<<<<

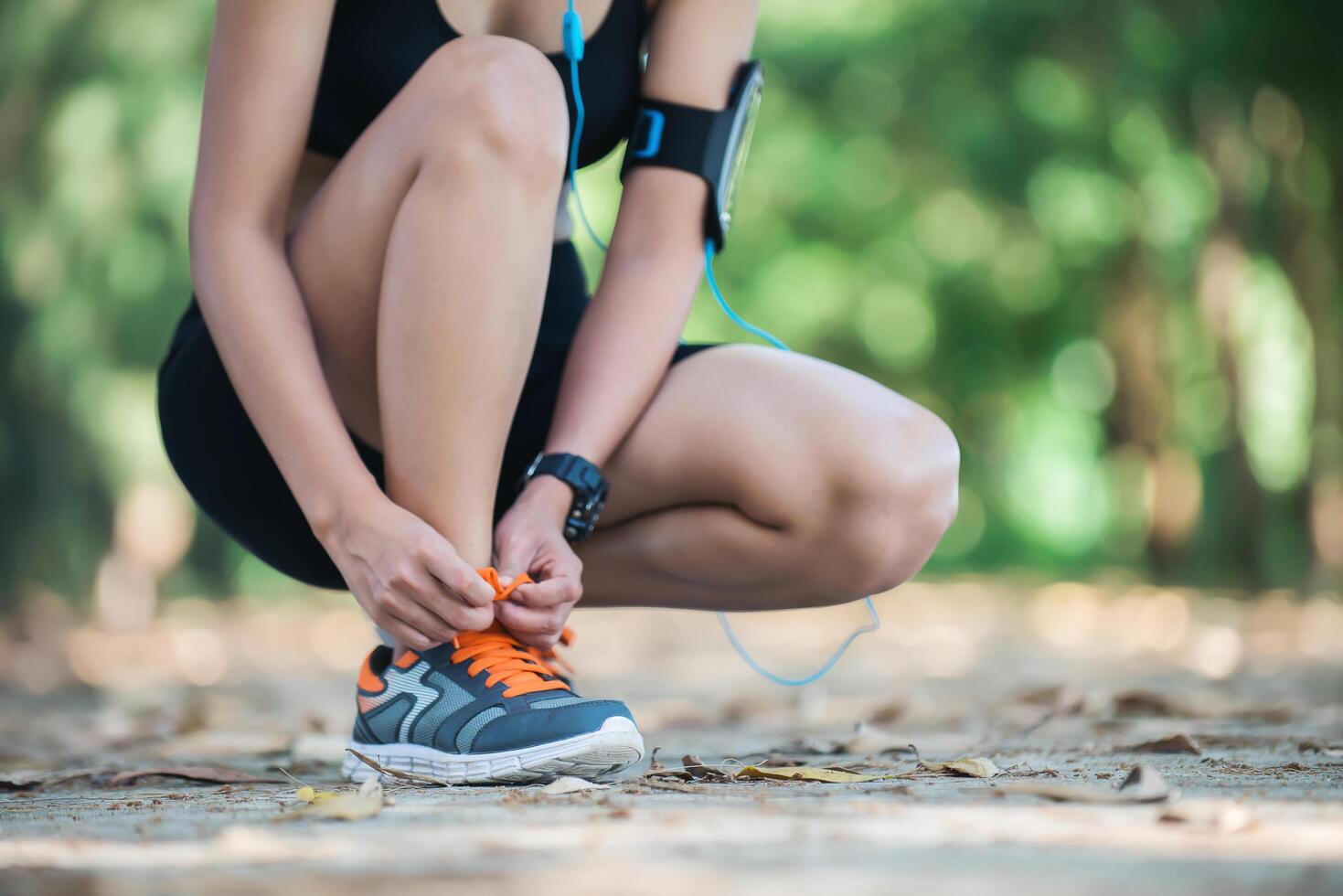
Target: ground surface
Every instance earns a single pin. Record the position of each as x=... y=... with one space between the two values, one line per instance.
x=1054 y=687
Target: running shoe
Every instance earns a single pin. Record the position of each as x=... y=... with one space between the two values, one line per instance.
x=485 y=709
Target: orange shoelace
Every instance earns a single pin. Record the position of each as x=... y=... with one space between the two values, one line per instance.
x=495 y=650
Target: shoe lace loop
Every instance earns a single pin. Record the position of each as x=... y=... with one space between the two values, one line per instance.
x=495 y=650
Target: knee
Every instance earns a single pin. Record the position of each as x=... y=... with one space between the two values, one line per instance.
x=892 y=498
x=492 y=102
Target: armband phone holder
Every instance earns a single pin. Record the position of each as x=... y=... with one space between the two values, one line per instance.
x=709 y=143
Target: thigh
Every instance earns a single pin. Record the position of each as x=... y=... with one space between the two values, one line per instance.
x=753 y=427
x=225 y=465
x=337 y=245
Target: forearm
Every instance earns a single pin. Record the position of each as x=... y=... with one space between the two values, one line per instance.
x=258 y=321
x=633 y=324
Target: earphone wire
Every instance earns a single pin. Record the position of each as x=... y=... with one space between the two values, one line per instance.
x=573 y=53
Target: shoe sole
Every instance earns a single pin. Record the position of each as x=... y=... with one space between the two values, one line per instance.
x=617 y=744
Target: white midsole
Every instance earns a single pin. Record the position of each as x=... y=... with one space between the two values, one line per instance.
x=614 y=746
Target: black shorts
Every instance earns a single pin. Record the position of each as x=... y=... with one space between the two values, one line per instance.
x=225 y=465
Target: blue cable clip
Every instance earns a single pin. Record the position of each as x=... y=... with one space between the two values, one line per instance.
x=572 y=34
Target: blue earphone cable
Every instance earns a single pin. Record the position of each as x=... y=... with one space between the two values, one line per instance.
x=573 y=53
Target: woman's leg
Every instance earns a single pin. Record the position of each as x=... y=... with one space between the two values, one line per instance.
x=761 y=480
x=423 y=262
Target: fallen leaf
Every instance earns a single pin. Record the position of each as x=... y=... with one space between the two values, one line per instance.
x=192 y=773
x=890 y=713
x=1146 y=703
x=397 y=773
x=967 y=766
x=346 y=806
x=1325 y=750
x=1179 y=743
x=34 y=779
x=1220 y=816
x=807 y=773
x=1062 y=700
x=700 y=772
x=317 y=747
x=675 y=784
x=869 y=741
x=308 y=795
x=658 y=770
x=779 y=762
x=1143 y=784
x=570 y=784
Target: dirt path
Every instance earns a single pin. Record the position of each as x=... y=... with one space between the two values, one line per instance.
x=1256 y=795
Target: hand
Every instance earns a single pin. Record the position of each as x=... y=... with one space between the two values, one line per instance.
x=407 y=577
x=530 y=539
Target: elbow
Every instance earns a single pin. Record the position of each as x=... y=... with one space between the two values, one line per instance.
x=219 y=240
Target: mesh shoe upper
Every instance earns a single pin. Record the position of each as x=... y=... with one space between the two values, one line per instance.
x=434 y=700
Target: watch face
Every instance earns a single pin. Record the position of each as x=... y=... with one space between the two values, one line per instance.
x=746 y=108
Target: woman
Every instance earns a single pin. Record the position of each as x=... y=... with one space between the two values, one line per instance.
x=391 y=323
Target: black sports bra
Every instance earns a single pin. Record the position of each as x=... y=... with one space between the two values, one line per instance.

>>>>

> PROBLEM DESCRIPTION
Give all of the material above as a numbered list, one line per number, with blank lines left out. Leave out the pictures.

> RESPONSE TO THIS TASK
1. Target: ground surface
2. Every instance earns a single pin. Record the position of each as x=... y=... with one space between the two values, one line per instance.
3. x=1054 y=687
4. Target: running shoe
5. Every instance earns a single pin. Record the position of each as x=... y=... with one space between the two values, one line per instance.
6. x=485 y=709
7. Target: orange shoelace
8. Every instance earns a single pin. Record the position of each as x=... y=... with one space between the two values, one line per instance.
9. x=495 y=650
10. Target: shoe lace loop
11. Every instance earns a single pin. Record the position of each as x=... y=... with one space between the two values, one line per instance.
12. x=495 y=650
13. Target: knee
14. Every instance earns a single pin. Record the position of each as x=... y=... with one space between the two values, one line per instance.
15. x=892 y=498
16. x=492 y=102
17. Target: armband phone holder
18. Every instance earns a single pin. Record the position of each as x=... y=... with one space between the two values, one line per instance.
19. x=709 y=143
20. Target: thigh
21. Every instance earns a single pin. Record the position of each as x=... y=... with one space between the two values, one line per instance.
22. x=753 y=427
23. x=225 y=465
24. x=337 y=245
25. Target: forearm
26. Every instance earns a single pin. Record the position of each as x=... y=... with one space between the two values, one line per instance.
27. x=258 y=321
28. x=633 y=324
29. Target: earphone wire
30. Every instance earns a single pin. Record the position of each as x=... y=... with one space between the two values, one line per instance.
31. x=573 y=53
32. Target: shoe sole
33. Every instance earns a single pin. Record the position of each as x=... y=... with one space between the two values, one line per instance.
34. x=617 y=744
35. Target: white midsole
36. Every instance earns a single pin. Record the position of each as x=... y=... with one space between the two values, one line per instance.
37. x=614 y=746
38. Target: black shorts
39. Every instance earns a single pin. Record the position of each as x=... y=... with one space between the two values, one line per instance.
40. x=225 y=465
41. Target: blue cable clip
42. Every instance earns a single pin. Record the position of each as x=... y=... with one space between the two values, one line per instance.
43. x=572 y=34
44. Target: blue earphone cable
45. Every instance earns a single pin. Record the position of each as x=... y=... with one space between the two values, one line per instance.
46. x=573 y=53
47. Target: woman's leg
48. Every instance earns a single pin. Record the position of each as x=... y=... with one space between the two values, one line per instance.
49. x=761 y=480
50. x=423 y=262
51. Target: fallen leaf
52. Every instance earns a single pin. Record the position of each as x=... y=... with one space between the two values, one line per instance.
53. x=192 y=773
54. x=890 y=713
55. x=1146 y=703
56. x=397 y=773
57. x=967 y=766
58. x=346 y=806
59. x=1325 y=750
60. x=1179 y=743
61. x=34 y=779
62. x=1220 y=816
63. x=807 y=773
64. x=1062 y=700
65. x=700 y=772
66. x=317 y=747
67. x=675 y=784
68. x=869 y=741
69. x=308 y=795
70. x=658 y=770
71. x=779 y=762
72. x=1143 y=784
73. x=570 y=784
74. Target: dirt path
75. Every instance earns a single pin. Record the position of each as x=... y=... with one space between the two values, one line per instance.
76. x=1256 y=795
77. Target: hand
78. Every instance earns a single pin. Record the position of each as x=... y=... with one space between the two values, one line per instance.
79. x=407 y=577
80. x=530 y=539
81. Target: elbow
82. Every instance earns a single pin. Record the position of each as x=... y=... with one space between the two values, one line per instance.
83. x=219 y=240
84. Target: mesh shoe upper
85. Every instance earns a single pin. Record the position of each as x=... y=... with one space between the two values, one line per instance.
86. x=434 y=700
87. Target: watch face
88. Every instance earns a single pin. Record the position of each as x=... y=... with one space between the two values, one line per instance.
89. x=746 y=108
90. Target: woman
91. Every instance earns a single pin. Record the position of each as x=... y=... with one space between the two values, one line per instance.
92. x=391 y=323
93. Target: black sports bra
94. Every instance earns a single pin. Record the position of each as x=... y=... with one space between the two values, one line per instance.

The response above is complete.